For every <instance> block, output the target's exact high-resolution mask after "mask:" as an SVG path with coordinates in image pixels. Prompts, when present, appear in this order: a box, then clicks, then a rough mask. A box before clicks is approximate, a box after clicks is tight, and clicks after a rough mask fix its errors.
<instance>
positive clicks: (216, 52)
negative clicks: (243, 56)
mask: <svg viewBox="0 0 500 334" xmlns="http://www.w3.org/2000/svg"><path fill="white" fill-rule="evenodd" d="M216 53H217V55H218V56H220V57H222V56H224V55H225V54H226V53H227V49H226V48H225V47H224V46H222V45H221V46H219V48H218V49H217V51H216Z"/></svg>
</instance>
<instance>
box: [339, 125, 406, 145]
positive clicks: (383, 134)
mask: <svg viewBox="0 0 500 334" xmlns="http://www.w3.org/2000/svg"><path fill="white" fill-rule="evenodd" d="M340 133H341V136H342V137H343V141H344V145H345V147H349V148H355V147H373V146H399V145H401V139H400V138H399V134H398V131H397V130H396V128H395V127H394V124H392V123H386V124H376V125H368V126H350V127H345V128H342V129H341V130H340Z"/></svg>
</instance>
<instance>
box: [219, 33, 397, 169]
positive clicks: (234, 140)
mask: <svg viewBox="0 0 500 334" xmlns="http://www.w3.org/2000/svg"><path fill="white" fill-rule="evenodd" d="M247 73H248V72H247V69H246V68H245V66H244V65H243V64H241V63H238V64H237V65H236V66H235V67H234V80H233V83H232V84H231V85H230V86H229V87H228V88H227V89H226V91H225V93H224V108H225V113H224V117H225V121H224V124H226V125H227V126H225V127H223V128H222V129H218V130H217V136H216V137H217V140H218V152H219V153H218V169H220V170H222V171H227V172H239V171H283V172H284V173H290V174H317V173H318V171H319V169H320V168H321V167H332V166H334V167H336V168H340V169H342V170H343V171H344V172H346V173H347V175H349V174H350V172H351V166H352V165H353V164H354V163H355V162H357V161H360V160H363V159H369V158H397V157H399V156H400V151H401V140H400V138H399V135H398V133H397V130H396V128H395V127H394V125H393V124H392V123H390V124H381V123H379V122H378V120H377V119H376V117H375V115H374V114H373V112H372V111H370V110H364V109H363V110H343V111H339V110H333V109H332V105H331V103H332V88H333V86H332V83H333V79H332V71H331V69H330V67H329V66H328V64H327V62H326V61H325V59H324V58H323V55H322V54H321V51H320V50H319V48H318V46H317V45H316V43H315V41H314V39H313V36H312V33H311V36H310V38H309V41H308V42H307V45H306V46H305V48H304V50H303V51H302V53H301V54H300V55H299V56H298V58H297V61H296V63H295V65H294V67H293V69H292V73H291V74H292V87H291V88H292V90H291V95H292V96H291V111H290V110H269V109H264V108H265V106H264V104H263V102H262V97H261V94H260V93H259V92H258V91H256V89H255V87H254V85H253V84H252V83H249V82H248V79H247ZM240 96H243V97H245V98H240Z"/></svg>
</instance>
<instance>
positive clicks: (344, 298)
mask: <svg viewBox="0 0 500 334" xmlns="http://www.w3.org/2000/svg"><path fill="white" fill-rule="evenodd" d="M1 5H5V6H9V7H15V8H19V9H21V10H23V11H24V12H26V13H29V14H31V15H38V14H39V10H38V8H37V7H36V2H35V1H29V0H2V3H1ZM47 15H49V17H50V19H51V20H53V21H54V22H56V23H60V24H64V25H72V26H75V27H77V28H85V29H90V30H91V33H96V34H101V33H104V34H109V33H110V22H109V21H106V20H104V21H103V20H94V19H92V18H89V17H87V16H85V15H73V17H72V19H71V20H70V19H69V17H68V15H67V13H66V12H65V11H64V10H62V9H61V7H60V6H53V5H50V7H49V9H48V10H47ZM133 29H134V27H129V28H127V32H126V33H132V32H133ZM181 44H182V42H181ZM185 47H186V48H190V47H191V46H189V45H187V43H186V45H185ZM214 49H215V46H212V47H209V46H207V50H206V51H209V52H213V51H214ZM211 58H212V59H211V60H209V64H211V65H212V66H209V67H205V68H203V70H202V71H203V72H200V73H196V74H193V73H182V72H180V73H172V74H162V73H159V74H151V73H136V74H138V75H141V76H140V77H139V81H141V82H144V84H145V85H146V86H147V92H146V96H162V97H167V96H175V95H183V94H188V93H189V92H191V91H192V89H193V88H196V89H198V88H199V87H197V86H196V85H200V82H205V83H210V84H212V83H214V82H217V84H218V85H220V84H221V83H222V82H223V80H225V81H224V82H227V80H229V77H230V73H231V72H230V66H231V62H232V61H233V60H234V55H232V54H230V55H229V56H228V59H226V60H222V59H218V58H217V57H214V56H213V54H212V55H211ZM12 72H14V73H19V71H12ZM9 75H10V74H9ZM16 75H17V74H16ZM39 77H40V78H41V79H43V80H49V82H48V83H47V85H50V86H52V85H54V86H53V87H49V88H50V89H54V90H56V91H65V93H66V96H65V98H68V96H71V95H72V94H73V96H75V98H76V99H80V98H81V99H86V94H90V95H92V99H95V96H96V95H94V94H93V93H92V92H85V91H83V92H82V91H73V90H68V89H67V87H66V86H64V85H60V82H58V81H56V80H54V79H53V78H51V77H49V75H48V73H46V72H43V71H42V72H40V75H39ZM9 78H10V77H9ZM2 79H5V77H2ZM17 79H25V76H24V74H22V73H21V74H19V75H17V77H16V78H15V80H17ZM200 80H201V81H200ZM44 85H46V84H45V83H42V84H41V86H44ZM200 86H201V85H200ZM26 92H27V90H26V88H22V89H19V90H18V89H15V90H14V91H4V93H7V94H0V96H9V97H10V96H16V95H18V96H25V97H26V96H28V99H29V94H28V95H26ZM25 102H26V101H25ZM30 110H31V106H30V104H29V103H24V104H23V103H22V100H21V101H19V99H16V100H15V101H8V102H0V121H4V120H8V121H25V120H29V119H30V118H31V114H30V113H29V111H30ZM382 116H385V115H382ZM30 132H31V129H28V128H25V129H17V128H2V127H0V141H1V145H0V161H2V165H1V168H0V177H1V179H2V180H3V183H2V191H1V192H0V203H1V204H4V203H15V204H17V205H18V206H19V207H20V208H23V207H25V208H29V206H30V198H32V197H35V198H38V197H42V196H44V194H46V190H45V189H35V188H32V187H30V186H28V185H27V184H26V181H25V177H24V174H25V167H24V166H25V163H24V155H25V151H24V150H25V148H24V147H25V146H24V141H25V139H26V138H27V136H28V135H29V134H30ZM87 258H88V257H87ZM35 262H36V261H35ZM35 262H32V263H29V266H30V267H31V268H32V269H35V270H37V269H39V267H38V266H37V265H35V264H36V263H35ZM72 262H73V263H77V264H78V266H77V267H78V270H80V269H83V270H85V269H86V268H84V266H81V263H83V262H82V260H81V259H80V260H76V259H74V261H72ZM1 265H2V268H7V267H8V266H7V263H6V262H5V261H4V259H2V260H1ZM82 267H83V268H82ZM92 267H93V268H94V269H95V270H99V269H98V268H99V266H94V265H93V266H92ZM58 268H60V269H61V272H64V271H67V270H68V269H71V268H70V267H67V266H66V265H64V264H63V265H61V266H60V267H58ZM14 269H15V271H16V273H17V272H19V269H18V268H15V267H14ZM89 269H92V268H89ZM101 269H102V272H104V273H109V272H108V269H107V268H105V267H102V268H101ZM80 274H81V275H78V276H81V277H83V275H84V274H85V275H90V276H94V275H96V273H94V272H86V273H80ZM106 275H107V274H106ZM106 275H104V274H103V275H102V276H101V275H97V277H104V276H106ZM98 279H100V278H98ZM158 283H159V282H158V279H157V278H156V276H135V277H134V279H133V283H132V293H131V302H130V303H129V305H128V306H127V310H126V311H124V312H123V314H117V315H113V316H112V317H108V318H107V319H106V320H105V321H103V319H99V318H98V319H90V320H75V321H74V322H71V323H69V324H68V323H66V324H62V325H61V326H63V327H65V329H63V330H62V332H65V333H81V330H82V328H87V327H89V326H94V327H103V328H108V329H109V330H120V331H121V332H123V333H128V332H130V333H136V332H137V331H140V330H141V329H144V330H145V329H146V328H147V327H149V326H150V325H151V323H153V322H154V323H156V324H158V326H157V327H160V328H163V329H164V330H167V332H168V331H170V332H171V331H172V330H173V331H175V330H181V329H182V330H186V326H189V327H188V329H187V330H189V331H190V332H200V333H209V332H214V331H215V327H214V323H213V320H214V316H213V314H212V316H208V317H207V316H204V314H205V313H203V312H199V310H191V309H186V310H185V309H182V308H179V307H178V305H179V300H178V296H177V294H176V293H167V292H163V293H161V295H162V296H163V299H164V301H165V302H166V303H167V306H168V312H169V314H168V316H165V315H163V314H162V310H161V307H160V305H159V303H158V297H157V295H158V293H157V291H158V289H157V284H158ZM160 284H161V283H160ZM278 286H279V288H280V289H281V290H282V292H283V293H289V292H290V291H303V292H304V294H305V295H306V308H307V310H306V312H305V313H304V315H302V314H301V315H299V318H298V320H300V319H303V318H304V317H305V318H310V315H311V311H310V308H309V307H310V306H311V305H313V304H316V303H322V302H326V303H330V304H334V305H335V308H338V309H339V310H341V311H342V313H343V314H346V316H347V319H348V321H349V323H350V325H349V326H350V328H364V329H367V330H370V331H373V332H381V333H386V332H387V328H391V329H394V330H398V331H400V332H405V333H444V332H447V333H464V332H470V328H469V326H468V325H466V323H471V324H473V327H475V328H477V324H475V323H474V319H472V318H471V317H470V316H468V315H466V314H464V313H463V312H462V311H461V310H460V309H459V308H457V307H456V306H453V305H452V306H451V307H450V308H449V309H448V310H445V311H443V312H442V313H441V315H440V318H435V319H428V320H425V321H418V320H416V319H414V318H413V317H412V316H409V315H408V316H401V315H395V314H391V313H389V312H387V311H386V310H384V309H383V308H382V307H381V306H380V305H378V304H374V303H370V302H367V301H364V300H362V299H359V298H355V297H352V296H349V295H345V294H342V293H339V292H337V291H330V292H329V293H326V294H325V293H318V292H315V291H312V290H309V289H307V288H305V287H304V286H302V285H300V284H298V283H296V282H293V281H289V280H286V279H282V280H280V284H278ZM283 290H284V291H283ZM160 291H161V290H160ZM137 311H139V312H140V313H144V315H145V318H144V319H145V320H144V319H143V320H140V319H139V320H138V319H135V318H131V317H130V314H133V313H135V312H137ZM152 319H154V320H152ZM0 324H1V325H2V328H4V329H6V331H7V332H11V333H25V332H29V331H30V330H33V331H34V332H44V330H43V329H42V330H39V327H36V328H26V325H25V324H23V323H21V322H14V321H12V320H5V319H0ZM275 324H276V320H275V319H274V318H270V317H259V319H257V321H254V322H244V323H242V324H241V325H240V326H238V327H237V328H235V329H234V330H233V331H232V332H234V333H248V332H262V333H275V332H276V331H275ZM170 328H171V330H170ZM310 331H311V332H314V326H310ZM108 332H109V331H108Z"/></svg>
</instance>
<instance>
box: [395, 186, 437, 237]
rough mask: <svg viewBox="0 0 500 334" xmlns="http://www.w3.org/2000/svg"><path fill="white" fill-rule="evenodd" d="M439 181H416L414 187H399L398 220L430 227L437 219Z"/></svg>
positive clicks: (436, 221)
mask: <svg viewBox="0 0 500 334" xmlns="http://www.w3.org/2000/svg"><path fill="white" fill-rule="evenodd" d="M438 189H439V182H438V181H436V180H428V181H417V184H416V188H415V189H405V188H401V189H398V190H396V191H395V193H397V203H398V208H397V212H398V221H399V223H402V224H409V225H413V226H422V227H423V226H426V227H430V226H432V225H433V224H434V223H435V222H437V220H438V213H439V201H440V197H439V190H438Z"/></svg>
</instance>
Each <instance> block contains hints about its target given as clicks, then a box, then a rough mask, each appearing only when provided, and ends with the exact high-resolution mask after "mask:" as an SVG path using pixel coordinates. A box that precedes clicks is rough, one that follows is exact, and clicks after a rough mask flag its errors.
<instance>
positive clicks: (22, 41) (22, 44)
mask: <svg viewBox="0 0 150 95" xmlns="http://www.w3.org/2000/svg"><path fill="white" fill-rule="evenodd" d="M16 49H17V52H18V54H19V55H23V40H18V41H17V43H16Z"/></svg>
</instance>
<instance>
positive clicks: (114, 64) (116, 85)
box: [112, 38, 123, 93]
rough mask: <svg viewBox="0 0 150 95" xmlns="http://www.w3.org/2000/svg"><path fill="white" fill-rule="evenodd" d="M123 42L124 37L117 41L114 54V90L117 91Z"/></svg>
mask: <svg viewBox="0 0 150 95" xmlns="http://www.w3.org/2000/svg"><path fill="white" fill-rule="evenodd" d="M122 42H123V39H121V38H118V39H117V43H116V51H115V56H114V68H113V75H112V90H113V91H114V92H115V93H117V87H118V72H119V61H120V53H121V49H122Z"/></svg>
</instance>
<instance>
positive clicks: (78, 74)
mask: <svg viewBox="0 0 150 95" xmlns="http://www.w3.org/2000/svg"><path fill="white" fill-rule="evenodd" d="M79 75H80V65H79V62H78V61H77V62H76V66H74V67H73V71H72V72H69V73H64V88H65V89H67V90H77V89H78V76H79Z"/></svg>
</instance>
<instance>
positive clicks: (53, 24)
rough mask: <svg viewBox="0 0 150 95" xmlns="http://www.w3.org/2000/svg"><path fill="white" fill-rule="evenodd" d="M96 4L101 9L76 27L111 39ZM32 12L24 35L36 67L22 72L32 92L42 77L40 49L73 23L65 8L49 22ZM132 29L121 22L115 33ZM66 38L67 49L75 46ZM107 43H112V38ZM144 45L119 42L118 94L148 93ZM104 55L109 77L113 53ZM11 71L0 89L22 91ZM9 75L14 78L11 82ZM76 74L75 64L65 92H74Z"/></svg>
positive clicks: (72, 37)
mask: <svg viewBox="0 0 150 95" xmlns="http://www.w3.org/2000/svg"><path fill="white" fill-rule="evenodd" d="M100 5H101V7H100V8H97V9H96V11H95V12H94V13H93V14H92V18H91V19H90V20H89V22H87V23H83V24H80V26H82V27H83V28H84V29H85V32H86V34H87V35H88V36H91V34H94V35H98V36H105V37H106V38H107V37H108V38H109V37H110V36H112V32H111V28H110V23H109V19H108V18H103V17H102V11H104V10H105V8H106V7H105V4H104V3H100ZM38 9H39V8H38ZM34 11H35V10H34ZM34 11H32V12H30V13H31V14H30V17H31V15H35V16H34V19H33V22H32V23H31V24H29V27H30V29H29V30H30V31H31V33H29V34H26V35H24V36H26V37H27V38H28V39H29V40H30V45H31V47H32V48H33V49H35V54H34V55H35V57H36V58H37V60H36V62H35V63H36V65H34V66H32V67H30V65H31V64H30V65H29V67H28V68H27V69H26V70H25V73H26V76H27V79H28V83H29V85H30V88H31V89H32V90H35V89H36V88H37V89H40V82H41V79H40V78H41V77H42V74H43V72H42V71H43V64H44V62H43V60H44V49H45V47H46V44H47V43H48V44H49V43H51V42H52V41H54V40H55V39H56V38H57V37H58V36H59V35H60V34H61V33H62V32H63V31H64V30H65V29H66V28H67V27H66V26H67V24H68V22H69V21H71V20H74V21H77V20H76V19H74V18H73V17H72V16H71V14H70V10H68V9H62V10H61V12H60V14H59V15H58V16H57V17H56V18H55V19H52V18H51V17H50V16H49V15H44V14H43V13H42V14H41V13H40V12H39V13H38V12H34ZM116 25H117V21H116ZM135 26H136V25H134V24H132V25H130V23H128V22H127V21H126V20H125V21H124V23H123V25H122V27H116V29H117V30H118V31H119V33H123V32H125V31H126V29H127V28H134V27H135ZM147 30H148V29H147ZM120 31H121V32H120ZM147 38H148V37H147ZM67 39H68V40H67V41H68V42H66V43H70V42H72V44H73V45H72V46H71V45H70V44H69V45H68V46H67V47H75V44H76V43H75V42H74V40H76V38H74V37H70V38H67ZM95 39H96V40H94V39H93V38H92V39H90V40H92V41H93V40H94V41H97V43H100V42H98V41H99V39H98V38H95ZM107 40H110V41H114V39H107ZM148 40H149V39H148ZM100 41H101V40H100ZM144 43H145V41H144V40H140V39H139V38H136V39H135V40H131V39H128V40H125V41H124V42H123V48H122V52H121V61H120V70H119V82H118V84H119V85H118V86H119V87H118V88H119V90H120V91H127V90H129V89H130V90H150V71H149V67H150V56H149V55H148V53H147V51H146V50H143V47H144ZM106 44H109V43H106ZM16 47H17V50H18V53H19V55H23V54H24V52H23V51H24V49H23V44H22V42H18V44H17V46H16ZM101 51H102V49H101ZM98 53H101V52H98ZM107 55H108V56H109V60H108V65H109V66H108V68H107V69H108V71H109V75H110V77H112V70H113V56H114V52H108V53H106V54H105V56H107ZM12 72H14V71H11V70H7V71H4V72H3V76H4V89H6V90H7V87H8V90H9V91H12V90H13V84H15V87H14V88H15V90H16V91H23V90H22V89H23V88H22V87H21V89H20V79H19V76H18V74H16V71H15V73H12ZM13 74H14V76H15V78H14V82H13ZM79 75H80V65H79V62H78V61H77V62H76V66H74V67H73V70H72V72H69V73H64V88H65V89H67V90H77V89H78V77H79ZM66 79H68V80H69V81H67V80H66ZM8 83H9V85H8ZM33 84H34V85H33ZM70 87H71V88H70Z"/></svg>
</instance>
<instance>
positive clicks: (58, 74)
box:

DIRECTIVE:
Pull out each line of the listing above that contains the string "positive".

RESULT:
positive clicks: (216, 52)
positive clicks: (383, 134)
positive clicks: (234, 140)
positive clicks: (344, 298)
positive clicks: (436, 221)
positive clicks: (22, 41) (22, 44)
positive clicks: (114, 64) (116, 85)
positive clicks: (78, 74)
positive clicks: (53, 24)
positive clicks: (72, 37)
positive clicks: (58, 74)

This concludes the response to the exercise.